[Selected extract — start]

Gens Anglorum and the myth of Angeln
During the reign of King Ælla of Deira (559/560-588 AD), the future pope Gregory the Great visited a slave market and met two boys for sale: “their bodies white, their countenances beautiful, and their hair very fine.” About 150 years later the Venerable Bede (672/673–735) tells the story in his Historia ecclesiastica gentis Anglorum: Gregory the Great (Pope 590-604) created a naming precedence in the christian world that resulted in the prevalence of “Angles” in the clerical nomenclature for addressing the blessed and soon to be converted pagans of Britain. Ever since, according to modern historical insights, the “gens Anglorum” evolved into a unified English nation rather than the representation of a single Germanic tribe.
“Having viewed them, [Gregory] asked, as is said, from what country or nation they were brought? and was told, from the island of Britain, whose inhabitants were of such personal appearance. He again inquired whether those islanders were Christians, or still involved in the errors of paganism? and was informed that they were pagans. […]He therefore again asked, what was the name of that nation? and was answered, that they were called Angles. “Right,” said he, “for they have an angelic face, and it becomes such to be coheirs with the angels in heaven. What is the name,” proceeded he, “of the province from which they are brought?” It was replied, that the natives of that province were called Deiri. “Truly are they De iri,” said he, “withdrawn from wrath, and called to the mercy of Christ. How is the king of that province called?” They told him his name was Ælla; and he, alluding to the name, said, “Hallelujah, the praise of God the Creator must be sung in those parts.”
However, a supratribal Anglian identity, a “gens Anglorum” that comprises all invading tribes, is an anachronism at the time of Bede. The all inclusive term “Anglo-Saxon” seems to appear in surviving native sources only from the late ninth century on. Anglian and Saxon cultures remained relatively distinct until at least the tenth century. Harris states that “any inquiry into Anglo-Saxon ethnogenesis must still confront the ethnic implications of Bede’s passage which relates the division of Germanic tribes in Britain into Angles, Saxons and Jutes.” According to him the composition of the gens Anglorum should be evaluated in the light of Bede’s “rhetorical strategy” to extend to his audience “a sense of identity” that could be in agreement to Gregory the Great’s nomenclature.
Bede’s purported aim was to spread the Christian faith, and consequently the tribal division in his writings is considered meaningful only within a theological and teleological context. Harris: “Bede’s evidence is best approached not in terms of how it reflects either the actual facts or common opinion, but in how it actively contributes to mythographic or ideological formations.”
The vast majority of Bede’s sentences are not about the Angles as a specific tribe, but as a nation (gens) that “shares constituative ethnic or socially binding characteristics connoted in the name ‘Angle’.” Evidence suggests that Bede was implying “the ultimate uncertainty of his sources” on this ethnical preposition. Describing the pagan advent Bede tells us that either the Angles or the Saxons were invited by a king, “Tunc Anglorum sive Saxonum gens.” The self-inflicted confusion now even seems to extend to the Germanic homelands, where every sense of community is now in doubt and also dismissed by historians as an anachronism.

[Selected extract — finish]
[Data records — start]

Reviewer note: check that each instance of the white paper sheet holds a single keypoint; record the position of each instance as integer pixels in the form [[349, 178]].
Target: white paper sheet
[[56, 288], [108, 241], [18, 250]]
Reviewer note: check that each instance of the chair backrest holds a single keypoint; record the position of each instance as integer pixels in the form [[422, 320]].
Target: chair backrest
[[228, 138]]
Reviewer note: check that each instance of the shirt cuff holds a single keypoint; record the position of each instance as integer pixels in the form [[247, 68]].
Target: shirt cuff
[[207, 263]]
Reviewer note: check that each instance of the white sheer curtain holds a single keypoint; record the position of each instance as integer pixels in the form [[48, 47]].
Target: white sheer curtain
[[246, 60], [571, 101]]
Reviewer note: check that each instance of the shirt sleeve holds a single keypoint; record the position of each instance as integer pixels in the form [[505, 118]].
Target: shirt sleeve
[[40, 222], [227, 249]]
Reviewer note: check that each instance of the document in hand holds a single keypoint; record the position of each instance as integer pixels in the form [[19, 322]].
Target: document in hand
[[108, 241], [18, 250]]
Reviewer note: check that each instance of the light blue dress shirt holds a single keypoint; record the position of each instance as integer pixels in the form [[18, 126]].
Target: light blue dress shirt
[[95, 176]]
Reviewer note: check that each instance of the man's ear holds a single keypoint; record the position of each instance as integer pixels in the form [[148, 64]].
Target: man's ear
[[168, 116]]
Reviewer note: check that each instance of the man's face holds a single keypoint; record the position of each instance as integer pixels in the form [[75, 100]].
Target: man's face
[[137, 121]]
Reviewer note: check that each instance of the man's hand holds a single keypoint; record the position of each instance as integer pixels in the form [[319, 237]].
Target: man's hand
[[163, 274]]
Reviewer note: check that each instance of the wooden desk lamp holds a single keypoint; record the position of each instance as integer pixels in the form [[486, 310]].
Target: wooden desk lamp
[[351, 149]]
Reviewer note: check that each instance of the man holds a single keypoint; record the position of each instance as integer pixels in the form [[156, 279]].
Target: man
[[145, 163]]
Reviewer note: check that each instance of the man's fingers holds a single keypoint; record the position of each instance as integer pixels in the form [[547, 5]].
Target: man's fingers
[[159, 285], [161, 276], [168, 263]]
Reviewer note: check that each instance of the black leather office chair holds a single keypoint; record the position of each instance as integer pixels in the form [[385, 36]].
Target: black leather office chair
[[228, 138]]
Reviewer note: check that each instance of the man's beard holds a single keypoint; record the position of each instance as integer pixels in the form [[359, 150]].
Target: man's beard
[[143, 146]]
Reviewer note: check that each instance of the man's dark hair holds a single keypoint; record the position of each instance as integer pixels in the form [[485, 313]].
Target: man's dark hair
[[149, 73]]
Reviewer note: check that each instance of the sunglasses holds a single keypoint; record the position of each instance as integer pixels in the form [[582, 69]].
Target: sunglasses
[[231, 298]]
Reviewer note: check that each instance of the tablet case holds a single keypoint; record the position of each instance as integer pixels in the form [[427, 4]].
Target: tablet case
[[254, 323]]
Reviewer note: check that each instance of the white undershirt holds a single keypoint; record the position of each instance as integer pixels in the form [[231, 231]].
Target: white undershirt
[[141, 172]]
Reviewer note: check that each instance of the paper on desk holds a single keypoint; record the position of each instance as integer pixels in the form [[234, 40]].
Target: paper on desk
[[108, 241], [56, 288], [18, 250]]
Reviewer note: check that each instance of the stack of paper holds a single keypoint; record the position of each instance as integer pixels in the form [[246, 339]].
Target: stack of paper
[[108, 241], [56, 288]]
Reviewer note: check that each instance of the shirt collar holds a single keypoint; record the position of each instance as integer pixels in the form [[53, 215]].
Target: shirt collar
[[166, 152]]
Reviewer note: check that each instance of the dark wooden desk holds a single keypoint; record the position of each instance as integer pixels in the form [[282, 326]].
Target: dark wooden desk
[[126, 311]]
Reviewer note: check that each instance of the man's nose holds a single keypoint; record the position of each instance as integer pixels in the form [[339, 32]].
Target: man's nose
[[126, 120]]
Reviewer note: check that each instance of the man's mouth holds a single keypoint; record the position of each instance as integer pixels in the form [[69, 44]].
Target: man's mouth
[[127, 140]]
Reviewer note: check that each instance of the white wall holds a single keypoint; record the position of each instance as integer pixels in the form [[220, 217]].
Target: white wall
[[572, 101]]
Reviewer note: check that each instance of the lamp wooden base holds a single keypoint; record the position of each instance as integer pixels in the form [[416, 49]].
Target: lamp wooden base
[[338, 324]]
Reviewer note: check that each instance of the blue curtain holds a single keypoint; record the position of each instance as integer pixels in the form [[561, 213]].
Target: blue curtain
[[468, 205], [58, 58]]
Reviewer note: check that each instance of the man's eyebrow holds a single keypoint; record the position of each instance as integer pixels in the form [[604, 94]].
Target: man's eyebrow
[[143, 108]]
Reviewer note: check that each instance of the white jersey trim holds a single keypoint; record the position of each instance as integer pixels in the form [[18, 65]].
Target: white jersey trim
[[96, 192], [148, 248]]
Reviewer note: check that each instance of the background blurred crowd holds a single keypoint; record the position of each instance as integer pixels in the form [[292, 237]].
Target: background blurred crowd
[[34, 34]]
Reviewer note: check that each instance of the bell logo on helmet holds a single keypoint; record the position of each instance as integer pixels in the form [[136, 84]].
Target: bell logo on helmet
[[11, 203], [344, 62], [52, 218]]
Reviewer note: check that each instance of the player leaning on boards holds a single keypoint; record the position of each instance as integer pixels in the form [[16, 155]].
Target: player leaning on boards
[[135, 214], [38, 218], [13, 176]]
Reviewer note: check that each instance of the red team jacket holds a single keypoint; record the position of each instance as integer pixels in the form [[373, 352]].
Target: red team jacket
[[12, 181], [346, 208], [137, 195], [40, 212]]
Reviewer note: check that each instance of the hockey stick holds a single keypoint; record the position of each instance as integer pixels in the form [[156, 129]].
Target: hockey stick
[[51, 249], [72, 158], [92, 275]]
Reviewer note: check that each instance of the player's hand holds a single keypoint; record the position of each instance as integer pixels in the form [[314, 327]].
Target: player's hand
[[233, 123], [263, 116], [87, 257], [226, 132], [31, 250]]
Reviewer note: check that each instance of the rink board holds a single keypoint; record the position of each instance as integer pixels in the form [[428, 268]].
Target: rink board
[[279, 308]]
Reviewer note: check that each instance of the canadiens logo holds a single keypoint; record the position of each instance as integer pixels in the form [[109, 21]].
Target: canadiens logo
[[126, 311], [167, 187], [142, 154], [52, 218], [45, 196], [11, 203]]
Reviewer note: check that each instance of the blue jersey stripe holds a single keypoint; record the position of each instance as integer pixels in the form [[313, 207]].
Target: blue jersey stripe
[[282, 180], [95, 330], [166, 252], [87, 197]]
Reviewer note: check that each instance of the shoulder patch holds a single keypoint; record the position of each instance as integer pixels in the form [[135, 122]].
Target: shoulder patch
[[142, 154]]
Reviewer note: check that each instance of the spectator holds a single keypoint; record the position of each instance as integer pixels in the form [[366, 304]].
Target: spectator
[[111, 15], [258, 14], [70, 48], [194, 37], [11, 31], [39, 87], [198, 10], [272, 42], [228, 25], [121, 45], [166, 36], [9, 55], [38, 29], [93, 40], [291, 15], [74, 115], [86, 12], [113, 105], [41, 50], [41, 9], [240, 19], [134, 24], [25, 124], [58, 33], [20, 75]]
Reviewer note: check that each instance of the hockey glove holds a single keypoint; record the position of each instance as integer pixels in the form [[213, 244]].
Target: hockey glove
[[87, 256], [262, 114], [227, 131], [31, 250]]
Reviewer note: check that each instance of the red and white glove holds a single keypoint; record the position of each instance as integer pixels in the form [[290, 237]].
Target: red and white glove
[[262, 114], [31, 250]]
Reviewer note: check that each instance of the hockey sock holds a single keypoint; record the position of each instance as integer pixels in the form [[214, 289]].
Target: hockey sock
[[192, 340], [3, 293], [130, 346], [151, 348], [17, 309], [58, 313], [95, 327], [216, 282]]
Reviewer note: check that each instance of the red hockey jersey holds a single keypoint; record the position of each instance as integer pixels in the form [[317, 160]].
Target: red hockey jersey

[Data records — finish]

* [Exercise brief] Please copy the passage on the gens Anglorum from "However, a supratribal" up to and including "the Great’s nomenclature.", swapping "tenth century" for "eleventh century". You won't need the material above.

* [Task response]
However, a supratribal Anglian identity, a “gens Anglorum” that comprises all invading tribes, is an anachronism at the time of Bede. The all inclusive term “Anglo-Saxon” seems to appear in surviving native sources only from the late ninth century on. Anglian and Saxon cultures remained relatively distinct until at least the eleventh century. Harris states that “any inquiry into Anglo-Saxon ethnogenesis must still confront the ethnic implications of Bede’s passage which relates the division of Germanic tribes in Britain into Angles, Saxons and Jutes.” According to him the composition of the gens Anglorum should be evaluated in the light of Bede’s “rhetorical strategy” to extend to his audience “a sense of identity” that could be in agreement to Gregory the Great’s nomenclature.